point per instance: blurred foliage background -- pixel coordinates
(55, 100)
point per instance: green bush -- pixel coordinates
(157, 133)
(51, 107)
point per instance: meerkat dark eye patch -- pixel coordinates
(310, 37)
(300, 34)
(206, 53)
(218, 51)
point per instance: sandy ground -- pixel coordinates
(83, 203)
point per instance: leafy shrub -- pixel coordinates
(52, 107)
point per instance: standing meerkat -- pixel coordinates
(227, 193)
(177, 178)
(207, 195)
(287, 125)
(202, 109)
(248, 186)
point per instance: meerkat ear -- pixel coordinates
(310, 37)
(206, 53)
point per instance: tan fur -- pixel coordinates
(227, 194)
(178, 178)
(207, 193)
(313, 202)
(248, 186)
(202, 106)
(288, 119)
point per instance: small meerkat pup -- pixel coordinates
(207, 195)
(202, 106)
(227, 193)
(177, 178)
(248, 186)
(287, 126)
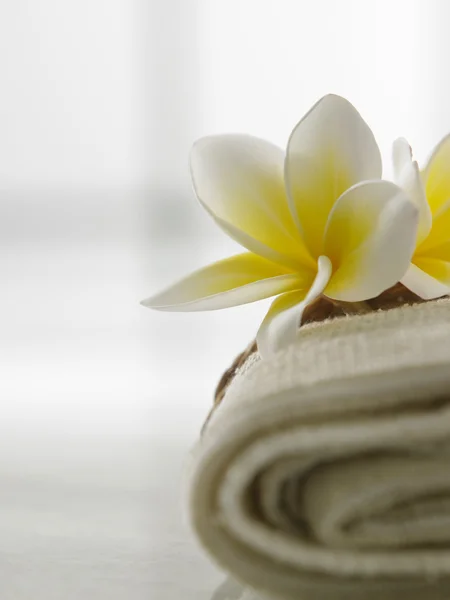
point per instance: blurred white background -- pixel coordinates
(101, 399)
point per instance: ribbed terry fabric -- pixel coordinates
(324, 474)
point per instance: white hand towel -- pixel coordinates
(324, 474)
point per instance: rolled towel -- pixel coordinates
(324, 474)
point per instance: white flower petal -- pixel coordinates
(425, 285)
(237, 280)
(436, 176)
(331, 149)
(370, 238)
(407, 176)
(281, 324)
(239, 180)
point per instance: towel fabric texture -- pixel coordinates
(324, 473)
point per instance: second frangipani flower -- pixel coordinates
(317, 220)
(429, 273)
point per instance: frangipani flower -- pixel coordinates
(318, 220)
(429, 273)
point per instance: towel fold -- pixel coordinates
(324, 474)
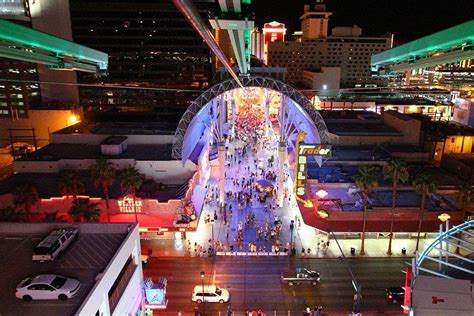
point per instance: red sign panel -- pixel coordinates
(407, 298)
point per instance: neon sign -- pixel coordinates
(130, 205)
(304, 150)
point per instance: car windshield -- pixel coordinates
(41, 251)
(58, 282)
(26, 282)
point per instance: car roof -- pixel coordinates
(43, 278)
(208, 288)
(395, 288)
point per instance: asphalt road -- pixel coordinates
(254, 283)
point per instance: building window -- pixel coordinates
(121, 283)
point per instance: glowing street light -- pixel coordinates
(444, 217)
(203, 300)
(321, 194)
(73, 119)
(323, 214)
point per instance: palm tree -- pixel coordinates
(103, 175)
(424, 184)
(366, 180)
(11, 214)
(53, 217)
(130, 181)
(82, 210)
(26, 195)
(397, 171)
(71, 183)
(464, 197)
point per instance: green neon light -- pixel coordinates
(247, 42)
(26, 36)
(439, 41)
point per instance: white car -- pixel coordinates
(210, 293)
(47, 287)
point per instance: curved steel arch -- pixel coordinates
(437, 244)
(230, 84)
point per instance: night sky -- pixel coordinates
(407, 19)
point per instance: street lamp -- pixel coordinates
(212, 231)
(203, 296)
(357, 286)
(292, 226)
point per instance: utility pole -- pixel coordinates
(356, 307)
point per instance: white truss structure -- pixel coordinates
(461, 236)
(252, 81)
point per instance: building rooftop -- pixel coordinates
(398, 115)
(83, 260)
(121, 128)
(47, 185)
(55, 152)
(359, 128)
(114, 140)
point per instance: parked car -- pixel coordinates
(395, 294)
(47, 287)
(301, 276)
(210, 293)
(145, 259)
(56, 242)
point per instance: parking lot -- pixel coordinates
(83, 260)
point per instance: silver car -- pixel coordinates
(47, 287)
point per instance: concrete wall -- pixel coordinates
(43, 121)
(168, 172)
(410, 128)
(328, 105)
(95, 139)
(97, 300)
(42, 14)
(327, 81)
(356, 140)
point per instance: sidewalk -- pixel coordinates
(220, 237)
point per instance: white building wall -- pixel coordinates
(95, 139)
(351, 54)
(97, 300)
(168, 172)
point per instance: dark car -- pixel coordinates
(395, 294)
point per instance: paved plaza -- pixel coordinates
(250, 222)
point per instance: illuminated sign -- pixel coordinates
(444, 217)
(130, 205)
(304, 150)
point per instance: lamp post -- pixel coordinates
(212, 231)
(292, 226)
(356, 307)
(203, 300)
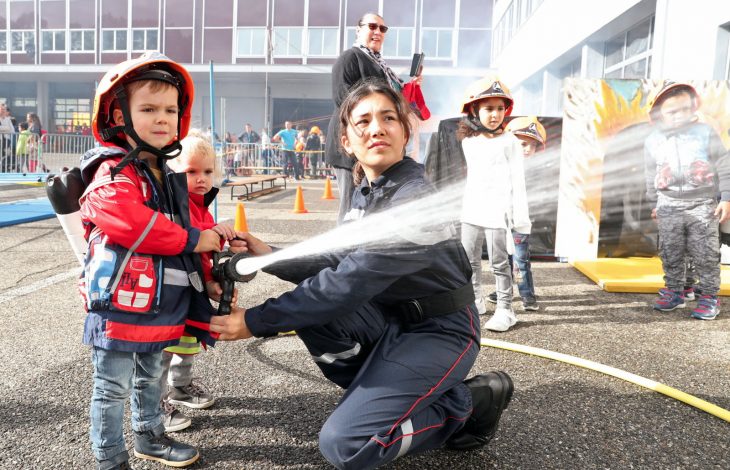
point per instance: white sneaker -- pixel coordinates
(502, 320)
(481, 306)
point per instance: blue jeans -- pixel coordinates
(522, 258)
(117, 375)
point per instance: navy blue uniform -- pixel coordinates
(403, 378)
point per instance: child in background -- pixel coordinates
(531, 134)
(686, 168)
(197, 160)
(495, 200)
(140, 279)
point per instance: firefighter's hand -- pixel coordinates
(225, 231)
(247, 243)
(215, 291)
(208, 241)
(723, 211)
(231, 327)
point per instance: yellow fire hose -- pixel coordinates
(618, 373)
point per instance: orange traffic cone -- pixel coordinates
(299, 202)
(327, 190)
(240, 224)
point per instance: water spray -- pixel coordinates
(425, 221)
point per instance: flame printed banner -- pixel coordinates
(602, 207)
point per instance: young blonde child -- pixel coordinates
(198, 161)
(495, 200)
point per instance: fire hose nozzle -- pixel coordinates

*PROMPT*
Transcribe each entry precisely as given, leaving the pictures out.

*TASK RESPONSE*
point per instance: blurred foliage background -- pixel coordinates
(55, 100)
point per instance: green bush -- pixel coordinates
(157, 133)
(51, 107)
point per instance: meerkat dark eye patch -- pixel coordinates
(310, 37)
(300, 34)
(206, 53)
(218, 51)
point per instance: sandy ground -- pixel coordinates
(83, 203)
point per instance: leafy shrub -- pixel coordinates
(52, 107)
point per instance: standing meerkat -- pixel coordinates
(227, 193)
(177, 178)
(207, 195)
(287, 125)
(202, 109)
(248, 186)
point per instance: meerkat ear -- pixel coordinates
(310, 37)
(206, 53)
point per instance: tan fur -- pixel coordinates
(227, 194)
(178, 178)
(207, 193)
(313, 202)
(248, 186)
(202, 106)
(288, 119)
point per instance: small meerkat pup -- pixel coordinates
(207, 195)
(202, 106)
(227, 193)
(177, 178)
(248, 186)
(287, 126)
point per instance: blurred white background -- pixel coordinates
(101, 399)
point per instance: ribbed terry fabric -- pixel coordinates
(324, 474)
point per instance: white hand towel -- pixel coordinates
(324, 474)
point per instance: rolled towel -- pixel coordinates
(324, 474)
point per instance: white flower petal -- pixel coordinates
(425, 285)
(237, 280)
(436, 176)
(331, 149)
(370, 238)
(407, 176)
(281, 324)
(239, 180)
point per instance: towel fabric texture -- pixel coordinates
(324, 473)
point per instance: second frangipani flower -- pixel coordinates
(317, 220)
(429, 273)
point per instance: frangipani flower -- pixel coordinates
(318, 220)
(429, 273)
point per instance: towel fold -- pixel coordinates
(324, 474)
point per instance: red sign panel -- pixel coordinates
(407, 298)
point per instance: neon sign -- pixel coordinates
(130, 205)
(304, 150)
point per instance: car windshield -- pixel coordinates
(41, 251)
(58, 282)
(26, 282)
point per instance: car roof -- pixel coordinates
(43, 278)
(208, 288)
(395, 288)
point per instance: asphalt road -- pixel coordinates
(254, 283)
point per instance: building window -- pixel coordinates
(121, 283)
point per instance: glowing street light -- pixel coordinates
(444, 217)
(203, 300)
(321, 194)
(73, 119)
(323, 214)
point per instance: palm tree -- pixel coordinates
(103, 175)
(424, 184)
(366, 180)
(11, 214)
(53, 217)
(130, 181)
(82, 210)
(26, 195)
(397, 171)
(71, 183)
(464, 197)
point per instance: green neon light -- pixel coordinates
(247, 42)
(26, 36)
(439, 41)
point per instance: white car -- pixel coordinates
(210, 293)
(47, 287)
point per instance: curved steel arch -- pixel coordinates
(437, 244)
(230, 84)
point per instance: night sky -- pixel coordinates
(407, 19)
point per instance: street lamp -- pixel coordinates
(212, 231)
(203, 296)
(357, 286)
(292, 226)
point per instance: utility pole -- pixel coordinates
(356, 307)
point per instance: white truss structure -- pixel coordinates
(461, 236)
(252, 81)
point per instance: building rooftop -- pixel coordinates
(398, 115)
(83, 260)
(121, 128)
(47, 185)
(55, 152)
(359, 128)
(114, 140)
point per instance: parked car -- pixel coordinates
(395, 294)
(47, 287)
(301, 276)
(210, 293)
(145, 259)
(56, 242)
point per instance: parking lot -- pixel coordinates
(83, 260)
point per instance: silver car -- pixel coordinates
(47, 287)
point per instance: concrete wall -- pixel coordinates
(43, 121)
(168, 172)
(410, 128)
(328, 105)
(95, 139)
(97, 300)
(42, 14)
(327, 81)
(356, 140)
point per instance: sidewalk -- pixel coordinates
(220, 237)
point per instance: white building wall -- pixel coordinates
(95, 139)
(351, 54)
(97, 300)
(168, 172)
point per instance: dark car -- pixel coordinates
(395, 294)
point per instance: paved plaza -- pixel coordinates
(250, 222)
point per instance: illuminated sign -- pixel coordinates
(444, 217)
(130, 205)
(304, 150)
point per instance: lamp post -- pixel coordinates
(212, 231)
(292, 226)
(356, 307)
(203, 300)
point per instance: white sneaker -- pixel coordinates
(502, 320)
(481, 306)
point per instance: blue jeans -- pixel coordinates
(522, 258)
(117, 375)
point per instance: navy blue uniform -- pixel coordinates
(403, 378)
point per instance: child in background -- pixel coordinates
(531, 134)
(686, 168)
(197, 160)
(495, 200)
(140, 279)
point per instance: firefighter's hand -- pixel coordinates
(225, 231)
(247, 243)
(215, 291)
(208, 241)
(723, 211)
(231, 327)
point per instance: yellow fire hose -- pixel coordinates
(618, 373)
point per instance: orange traffic cone -- pixel coordinates
(299, 202)
(327, 190)
(240, 224)
point per instance: water spray -- pixel coordinates
(425, 221)
point per instance: flame printed banner -- pixel coordinates
(602, 207)
point per instance: young blonde child -- pixel coordinates
(198, 161)
(495, 200)
point per instance: fire hose nozzle -- pixel coordinates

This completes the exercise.